▸ Activity
Please return only the lines from the one showing "Reviewer check: make sure each instance of the grape" to the end of the entries, keeping both ends and dropping every picture.

▸ Natural language region descriptions
--- START ---
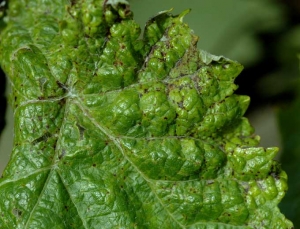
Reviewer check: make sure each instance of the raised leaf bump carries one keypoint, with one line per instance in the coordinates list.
(117, 131)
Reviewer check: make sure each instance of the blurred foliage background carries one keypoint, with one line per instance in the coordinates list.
(264, 36)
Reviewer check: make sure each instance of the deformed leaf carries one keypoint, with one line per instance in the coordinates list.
(117, 131)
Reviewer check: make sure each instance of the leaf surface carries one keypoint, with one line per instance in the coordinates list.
(117, 131)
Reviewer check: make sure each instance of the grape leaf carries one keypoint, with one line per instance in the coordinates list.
(118, 130)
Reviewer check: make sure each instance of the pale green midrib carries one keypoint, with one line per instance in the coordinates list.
(78, 212)
(119, 146)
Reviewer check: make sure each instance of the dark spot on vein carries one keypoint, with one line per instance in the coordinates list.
(180, 104)
(62, 102)
(17, 212)
(81, 130)
(63, 153)
(43, 138)
(61, 85)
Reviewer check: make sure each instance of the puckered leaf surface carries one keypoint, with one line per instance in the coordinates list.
(118, 130)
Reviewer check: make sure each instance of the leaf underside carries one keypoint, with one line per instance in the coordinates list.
(118, 130)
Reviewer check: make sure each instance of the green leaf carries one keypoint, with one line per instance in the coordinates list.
(117, 131)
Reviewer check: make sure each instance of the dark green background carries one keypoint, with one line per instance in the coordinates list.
(264, 36)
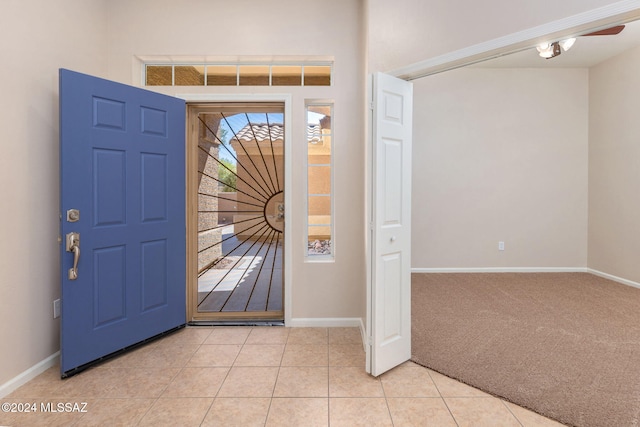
--- END ---
▸ Written response
Reviewer check: make sure each instance of the grape leaf carries one keypoint, with one line per instance in the coordinates list.
(118, 130)
Reviewer check: make sure each instance of the pale green midrib carries one keypoint, with one line per instance in the coordinates list.
(78, 212)
(119, 146)
Reviewer check: make sure each instance of the dark spot on vein carries one keypoint, with one line per instance in the coordinates list.
(180, 104)
(62, 102)
(17, 212)
(81, 130)
(63, 153)
(43, 138)
(61, 85)
Reviewer check: make sure each instance of the puckered leaf surface carries one keypoint, with one line per instance in the coordinates list.
(118, 130)
Reviewer check: make sure each instance of the leaf underside carries one keypoint, with one line per instance in the coordinates list.
(118, 130)
Reviewer check: make sure each instance of the green leaf carries one keypoint, with one line per instance in the coordinates list.
(117, 131)
Reviewer check: make sure each instance of the dark green background carries one keypoint, with one line per instance in the coordinates list.
(264, 36)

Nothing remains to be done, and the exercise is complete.